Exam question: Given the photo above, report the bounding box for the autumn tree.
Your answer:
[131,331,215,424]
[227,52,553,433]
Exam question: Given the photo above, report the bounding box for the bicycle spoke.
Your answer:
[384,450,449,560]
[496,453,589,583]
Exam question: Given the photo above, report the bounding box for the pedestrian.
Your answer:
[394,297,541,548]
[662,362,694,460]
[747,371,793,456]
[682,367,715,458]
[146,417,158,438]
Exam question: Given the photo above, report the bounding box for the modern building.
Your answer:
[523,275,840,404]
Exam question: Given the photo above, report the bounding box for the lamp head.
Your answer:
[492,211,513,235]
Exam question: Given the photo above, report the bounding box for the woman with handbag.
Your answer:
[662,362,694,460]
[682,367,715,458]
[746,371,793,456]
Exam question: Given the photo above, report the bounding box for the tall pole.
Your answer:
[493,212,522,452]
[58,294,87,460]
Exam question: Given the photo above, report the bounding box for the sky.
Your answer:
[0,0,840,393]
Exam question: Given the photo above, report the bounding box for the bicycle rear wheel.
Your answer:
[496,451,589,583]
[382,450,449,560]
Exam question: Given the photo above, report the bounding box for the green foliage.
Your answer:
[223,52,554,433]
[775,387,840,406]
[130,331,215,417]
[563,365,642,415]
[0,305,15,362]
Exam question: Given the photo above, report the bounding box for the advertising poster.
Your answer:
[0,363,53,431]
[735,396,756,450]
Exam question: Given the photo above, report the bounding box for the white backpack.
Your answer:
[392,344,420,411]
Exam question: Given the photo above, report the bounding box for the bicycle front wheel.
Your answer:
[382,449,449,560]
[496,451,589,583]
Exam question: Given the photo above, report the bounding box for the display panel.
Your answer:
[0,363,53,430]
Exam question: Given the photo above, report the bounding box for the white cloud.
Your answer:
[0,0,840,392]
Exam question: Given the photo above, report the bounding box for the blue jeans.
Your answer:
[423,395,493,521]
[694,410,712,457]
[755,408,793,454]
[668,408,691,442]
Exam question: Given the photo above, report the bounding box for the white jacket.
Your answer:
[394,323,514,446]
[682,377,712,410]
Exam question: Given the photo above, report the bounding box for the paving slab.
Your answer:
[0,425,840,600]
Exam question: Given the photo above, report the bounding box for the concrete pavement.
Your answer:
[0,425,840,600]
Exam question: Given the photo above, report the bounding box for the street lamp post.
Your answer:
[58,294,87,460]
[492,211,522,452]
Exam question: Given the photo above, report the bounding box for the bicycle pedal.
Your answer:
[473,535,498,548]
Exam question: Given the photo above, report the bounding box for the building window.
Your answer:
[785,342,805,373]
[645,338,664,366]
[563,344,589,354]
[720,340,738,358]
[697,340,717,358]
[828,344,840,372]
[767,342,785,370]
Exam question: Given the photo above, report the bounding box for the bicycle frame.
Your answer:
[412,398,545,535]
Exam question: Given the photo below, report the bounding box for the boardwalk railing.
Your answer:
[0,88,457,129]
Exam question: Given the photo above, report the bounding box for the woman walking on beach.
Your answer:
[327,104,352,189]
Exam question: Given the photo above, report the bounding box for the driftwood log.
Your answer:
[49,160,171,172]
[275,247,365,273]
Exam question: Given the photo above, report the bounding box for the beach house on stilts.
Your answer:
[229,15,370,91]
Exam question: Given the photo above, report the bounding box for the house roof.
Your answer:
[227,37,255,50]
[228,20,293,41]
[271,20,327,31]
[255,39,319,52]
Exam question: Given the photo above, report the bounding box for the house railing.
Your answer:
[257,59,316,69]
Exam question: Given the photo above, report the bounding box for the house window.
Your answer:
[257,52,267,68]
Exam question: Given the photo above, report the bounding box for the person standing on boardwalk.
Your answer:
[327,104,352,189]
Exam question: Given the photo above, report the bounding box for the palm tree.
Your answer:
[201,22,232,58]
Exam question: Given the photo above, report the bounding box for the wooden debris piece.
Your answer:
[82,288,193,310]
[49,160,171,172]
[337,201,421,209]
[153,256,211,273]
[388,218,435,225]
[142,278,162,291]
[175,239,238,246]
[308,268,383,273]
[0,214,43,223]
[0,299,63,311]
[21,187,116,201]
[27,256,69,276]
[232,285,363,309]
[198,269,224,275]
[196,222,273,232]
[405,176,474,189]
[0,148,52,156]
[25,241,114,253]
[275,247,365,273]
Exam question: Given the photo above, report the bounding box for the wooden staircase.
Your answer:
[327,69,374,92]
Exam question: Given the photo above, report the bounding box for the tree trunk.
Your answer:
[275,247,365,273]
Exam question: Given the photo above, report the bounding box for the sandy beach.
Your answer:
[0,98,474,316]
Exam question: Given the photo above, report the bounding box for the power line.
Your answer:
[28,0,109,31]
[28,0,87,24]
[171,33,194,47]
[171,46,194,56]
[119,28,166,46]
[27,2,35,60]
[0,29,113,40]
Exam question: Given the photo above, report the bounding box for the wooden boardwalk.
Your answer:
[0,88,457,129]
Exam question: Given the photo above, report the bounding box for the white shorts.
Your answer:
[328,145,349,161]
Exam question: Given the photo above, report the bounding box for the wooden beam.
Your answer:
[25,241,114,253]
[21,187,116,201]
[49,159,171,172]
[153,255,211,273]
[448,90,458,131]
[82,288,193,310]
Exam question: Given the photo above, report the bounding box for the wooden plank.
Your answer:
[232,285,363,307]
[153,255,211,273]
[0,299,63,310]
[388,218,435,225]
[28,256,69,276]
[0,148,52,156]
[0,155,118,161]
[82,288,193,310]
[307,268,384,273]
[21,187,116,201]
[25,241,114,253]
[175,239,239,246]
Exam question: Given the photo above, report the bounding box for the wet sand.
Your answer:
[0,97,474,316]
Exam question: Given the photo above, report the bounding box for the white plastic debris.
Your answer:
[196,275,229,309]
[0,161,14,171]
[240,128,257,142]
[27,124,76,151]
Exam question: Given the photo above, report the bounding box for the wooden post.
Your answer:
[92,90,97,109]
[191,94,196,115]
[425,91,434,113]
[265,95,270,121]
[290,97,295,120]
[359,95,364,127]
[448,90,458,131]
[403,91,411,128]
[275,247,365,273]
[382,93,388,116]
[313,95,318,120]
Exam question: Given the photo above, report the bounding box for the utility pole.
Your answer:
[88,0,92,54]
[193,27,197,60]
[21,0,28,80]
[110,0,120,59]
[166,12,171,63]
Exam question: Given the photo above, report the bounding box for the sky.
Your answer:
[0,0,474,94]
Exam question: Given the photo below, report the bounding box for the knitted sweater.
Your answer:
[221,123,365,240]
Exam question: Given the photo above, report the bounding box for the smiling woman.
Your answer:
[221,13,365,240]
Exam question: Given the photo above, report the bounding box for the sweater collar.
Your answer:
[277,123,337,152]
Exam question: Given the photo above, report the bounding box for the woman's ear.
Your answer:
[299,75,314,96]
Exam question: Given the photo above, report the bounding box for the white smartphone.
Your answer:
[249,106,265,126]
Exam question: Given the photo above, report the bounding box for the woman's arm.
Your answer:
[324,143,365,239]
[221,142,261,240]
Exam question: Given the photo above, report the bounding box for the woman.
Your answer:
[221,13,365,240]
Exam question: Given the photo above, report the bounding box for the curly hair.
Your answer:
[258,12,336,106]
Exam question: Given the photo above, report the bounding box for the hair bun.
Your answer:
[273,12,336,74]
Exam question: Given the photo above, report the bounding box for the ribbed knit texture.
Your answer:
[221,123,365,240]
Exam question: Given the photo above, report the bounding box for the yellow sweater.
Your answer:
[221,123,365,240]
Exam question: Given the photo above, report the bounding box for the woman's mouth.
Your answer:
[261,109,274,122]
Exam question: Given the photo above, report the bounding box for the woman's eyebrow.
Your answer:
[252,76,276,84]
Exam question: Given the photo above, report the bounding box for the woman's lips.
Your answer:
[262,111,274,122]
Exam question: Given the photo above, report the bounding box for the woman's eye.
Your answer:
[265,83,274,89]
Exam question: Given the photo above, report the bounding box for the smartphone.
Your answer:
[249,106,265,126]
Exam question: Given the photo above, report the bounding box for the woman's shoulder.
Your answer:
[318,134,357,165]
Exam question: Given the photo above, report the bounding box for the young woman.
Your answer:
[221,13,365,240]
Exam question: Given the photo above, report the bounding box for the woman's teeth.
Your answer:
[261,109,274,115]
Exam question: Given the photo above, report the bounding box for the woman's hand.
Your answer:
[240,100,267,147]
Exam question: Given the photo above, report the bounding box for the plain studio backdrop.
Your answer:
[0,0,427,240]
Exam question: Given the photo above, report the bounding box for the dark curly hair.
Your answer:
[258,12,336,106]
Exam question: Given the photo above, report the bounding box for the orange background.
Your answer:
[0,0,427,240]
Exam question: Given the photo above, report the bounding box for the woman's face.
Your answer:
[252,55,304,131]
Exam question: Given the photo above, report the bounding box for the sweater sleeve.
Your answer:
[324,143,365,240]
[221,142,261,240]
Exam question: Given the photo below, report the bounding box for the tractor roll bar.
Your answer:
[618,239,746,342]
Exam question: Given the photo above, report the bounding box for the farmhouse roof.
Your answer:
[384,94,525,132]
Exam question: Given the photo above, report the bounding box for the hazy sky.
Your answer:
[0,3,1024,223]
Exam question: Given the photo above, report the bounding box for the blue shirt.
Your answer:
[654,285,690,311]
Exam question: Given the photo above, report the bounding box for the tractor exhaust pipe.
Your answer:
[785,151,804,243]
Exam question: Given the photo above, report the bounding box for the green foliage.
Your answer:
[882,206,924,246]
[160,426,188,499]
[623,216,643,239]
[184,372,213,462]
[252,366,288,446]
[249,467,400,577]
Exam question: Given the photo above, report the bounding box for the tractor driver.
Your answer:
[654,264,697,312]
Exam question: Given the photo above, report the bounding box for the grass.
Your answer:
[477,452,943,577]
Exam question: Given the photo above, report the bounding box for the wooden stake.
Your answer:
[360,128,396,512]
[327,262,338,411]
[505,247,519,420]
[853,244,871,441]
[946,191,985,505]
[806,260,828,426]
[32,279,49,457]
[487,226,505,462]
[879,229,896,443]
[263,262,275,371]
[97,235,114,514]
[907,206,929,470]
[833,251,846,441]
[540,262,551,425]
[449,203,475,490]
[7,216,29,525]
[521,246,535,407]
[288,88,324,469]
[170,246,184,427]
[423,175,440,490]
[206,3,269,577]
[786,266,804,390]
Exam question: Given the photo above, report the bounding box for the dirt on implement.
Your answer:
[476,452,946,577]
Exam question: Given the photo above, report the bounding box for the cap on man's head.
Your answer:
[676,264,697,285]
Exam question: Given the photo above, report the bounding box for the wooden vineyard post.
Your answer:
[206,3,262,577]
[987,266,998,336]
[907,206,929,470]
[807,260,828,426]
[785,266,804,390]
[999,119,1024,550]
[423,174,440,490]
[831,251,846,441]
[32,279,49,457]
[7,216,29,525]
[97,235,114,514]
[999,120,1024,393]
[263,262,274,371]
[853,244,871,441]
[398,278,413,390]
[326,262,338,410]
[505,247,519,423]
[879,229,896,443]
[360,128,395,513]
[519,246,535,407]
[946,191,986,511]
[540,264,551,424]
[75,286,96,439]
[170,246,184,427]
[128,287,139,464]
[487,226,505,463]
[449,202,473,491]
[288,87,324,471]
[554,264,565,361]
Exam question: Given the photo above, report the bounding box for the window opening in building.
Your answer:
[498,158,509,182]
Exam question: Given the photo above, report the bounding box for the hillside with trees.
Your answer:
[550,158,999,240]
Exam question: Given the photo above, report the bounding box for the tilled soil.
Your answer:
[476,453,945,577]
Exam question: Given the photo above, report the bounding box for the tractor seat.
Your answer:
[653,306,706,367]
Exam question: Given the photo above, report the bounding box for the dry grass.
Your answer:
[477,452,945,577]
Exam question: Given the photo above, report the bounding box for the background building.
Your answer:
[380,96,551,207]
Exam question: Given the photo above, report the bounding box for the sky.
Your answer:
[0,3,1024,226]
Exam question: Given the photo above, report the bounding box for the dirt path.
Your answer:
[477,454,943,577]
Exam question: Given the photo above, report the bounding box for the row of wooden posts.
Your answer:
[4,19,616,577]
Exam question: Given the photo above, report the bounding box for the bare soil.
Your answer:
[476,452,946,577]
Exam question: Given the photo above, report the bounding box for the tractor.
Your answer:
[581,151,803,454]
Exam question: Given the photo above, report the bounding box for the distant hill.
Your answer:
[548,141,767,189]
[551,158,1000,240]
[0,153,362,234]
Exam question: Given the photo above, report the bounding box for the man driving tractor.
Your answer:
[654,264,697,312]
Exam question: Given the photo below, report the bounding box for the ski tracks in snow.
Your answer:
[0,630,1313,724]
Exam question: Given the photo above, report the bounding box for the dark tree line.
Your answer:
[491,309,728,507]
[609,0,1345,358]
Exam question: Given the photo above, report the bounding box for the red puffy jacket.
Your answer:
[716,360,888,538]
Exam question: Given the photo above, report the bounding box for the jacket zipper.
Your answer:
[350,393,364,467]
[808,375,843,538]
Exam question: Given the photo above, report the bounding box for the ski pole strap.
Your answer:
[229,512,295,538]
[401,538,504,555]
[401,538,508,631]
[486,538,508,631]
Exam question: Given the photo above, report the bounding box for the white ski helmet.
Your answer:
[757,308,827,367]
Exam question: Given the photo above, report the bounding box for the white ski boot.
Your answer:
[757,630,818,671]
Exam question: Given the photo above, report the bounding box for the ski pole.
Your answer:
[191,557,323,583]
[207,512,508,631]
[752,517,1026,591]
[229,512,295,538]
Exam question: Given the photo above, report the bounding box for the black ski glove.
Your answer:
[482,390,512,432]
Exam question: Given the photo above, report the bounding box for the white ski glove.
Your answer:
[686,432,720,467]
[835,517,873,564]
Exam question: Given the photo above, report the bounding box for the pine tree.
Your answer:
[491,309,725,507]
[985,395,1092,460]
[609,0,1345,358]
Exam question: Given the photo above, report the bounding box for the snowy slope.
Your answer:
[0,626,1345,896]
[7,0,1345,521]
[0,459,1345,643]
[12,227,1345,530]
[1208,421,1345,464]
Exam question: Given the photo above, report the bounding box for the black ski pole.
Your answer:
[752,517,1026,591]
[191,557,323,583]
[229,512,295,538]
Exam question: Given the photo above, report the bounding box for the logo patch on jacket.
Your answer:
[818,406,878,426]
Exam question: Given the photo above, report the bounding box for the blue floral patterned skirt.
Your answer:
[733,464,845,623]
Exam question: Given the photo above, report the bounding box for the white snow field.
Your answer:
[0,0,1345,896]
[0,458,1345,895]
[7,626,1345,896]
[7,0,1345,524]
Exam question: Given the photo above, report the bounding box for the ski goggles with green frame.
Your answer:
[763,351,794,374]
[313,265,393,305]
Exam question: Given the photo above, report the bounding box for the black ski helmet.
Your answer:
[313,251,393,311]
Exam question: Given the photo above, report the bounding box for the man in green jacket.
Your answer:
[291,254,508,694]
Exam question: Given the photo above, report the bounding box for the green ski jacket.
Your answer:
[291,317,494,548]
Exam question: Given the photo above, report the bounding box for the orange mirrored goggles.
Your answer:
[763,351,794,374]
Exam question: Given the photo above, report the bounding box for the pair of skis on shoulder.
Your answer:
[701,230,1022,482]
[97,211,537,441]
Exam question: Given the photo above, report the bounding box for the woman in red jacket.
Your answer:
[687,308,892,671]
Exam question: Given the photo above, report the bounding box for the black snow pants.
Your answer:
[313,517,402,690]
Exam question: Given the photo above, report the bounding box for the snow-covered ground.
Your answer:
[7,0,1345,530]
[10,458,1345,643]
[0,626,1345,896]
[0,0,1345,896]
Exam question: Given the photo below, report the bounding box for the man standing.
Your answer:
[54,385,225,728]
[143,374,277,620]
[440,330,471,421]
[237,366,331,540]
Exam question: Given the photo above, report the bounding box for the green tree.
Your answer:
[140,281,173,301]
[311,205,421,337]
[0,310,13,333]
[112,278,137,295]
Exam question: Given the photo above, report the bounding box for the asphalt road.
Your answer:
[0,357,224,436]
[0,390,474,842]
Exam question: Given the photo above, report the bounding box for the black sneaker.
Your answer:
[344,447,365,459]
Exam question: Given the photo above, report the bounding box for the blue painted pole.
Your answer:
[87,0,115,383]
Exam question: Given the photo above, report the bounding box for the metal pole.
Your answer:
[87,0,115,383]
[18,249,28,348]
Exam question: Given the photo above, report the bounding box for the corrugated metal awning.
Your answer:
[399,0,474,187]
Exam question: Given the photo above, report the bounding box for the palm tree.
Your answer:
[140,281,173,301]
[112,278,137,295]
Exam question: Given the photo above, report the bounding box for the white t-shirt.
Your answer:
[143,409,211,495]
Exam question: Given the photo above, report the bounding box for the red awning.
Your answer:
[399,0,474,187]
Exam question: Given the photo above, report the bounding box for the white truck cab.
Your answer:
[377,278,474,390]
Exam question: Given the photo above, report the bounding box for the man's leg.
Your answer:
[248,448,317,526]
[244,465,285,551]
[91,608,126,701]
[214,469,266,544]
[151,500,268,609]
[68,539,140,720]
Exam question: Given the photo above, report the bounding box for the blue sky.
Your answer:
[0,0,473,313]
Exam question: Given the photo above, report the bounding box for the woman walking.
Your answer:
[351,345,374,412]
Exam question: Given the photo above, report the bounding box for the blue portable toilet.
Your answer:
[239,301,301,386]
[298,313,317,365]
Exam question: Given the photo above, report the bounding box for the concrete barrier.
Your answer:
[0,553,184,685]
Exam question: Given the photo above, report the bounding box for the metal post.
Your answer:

- - - -

| Problem details |
Can you write out every line of the entries from the line with "tractor exhaust pipe." up to and including the line with "[249,467,400,577]", changing nothing except the bounding box coordinates in the answers, which you should scale by 0.8 and round to whole numbers, with halves rounding up?

| Expected output |
Exam question: Given the photo above, report the bounding box for the tractor exhaust pipe.
Your answer:
[628,121,643,194]
Exam question: Given the photo above, report the bounding box for the green foliage.
Your answer:
[706,165,739,197]
[128,341,150,399]
[498,173,514,191]
[147,298,170,370]
[202,293,230,357]
[199,374,320,462]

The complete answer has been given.